SHORT EXERCISE →
Pull out the part of the game design forum post below starting with "Great Games" and going on through "to be true.", copying it word for word.

── EXTRACT ──

First off a disclaimer:  I am by no means trying to insult or step on anyones toes.  I've been reading these forums and there are a lot of nifty ideas, but the one this that I havent seen is an over arching game design philosophy thing, or a meta philosophy, whatever you want to call it.  I am not accusing that you don't have one, I just havent read it.  Part of the intention of this post is to find out what you guys have in mind so far.  This post isn't also an attempt to make the game my way or me trying to take over the project, just an opportunity to throw out some ideas and just trying to be helpful.  I also very much know that some of these ideas are a bit large and may be Taking On Too Much™.

The reason for all of that blabbing is because 1) I'm new and you all dont know me and 2) I understand there is a... thing going on with a couple members of the community and hope you guys don't interpret this as part of the same. On to my long winded blab!


The Blab

Great Games
I think we all agree that we want this game to be the best it can be, to fill the potential left open from Outpost 1 and 2.  I think we can also agree that we don't want this to be a Outpost 2 clone or Outpost 2.5, but something that is its own game.

I one read from a major game designer (I think it was Will Write) that what makes games great is that creates situation where the player has to make interesting choices.  Hitting the same number keys in every battle or build builds in a specific order because any other way is not as effective are not interesting choices.  This is a concept I'll bring back quite a bit because I believe it to be true.

The Focus
Here is the hard balance that we will have do -- colony management vs the military aspect.  I am personally a fan of the colony management side and think all the war stuff gets in the way (oh if OP1 was what it said it was.....), however I understand that this isn't a universal sentiment  :P .  There are two extreams - on one side we just have the colony building simulation OP1 was, on the other we have something similar to star craft where the buildings are just a means to the military end.  OP2 explored a region in the middle, but I still felt it lacked in many ways that I am not sure if I can fully articulate.  I think that more can be done to develop a rich military and domestic experience.

───
── GIVEN INFORMATION ──

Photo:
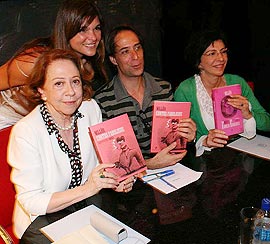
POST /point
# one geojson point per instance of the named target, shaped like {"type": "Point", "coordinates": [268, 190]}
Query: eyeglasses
{"type": "Point", "coordinates": [215, 53]}
{"type": "Point", "coordinates": [144, 119]}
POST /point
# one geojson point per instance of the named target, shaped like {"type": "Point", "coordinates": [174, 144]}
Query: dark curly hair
{"type": "Point", "coordinates": [199, 41]}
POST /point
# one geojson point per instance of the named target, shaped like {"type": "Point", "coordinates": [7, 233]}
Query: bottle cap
{"type": "Point", "coordinates": [266, 203]}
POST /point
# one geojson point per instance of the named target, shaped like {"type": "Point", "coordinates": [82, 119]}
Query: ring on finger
{"type": "Point", "coordinates": [101, 175]}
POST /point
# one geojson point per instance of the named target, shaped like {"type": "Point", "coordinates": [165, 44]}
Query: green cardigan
{"type": "Point", "coordinates": [186, 91]}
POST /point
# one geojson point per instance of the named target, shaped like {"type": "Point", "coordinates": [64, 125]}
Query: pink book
{"type": "Point", "coordinates": [227, 118]}
{"type": "Point", "coordinates": [115, 142]}
{"type": "Point", "coordinates": [166, 116]}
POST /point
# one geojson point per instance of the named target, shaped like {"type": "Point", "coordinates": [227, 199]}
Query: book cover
{"type": "Point", "coordinates": [115, 142]}
{"type": "Point", "coordinates": [166, 117]}
{"type": "Point", "coordinates": [226, 117]}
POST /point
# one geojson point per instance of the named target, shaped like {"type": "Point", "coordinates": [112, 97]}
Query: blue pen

───

EXERCISE OUTPUT →
Great Games
I think we all agree that we want this game to be the best it can be, to fill the potential left open from Outpost 1 and 2.  I think we can also agree that we don't want this to be a Outpost 2 clone or Outpost 2.5, but something that is its own game.

I one read from a major game designer (I think it was Will Write) that what makes games great is that creates situation where the player has to make interesting choices.  Hitting the same number keys in every battle or build builds in a specific order because any other way is not as effective are not interesting choices.  This is a concept I'll bring back quite a bit because I believe it to be true.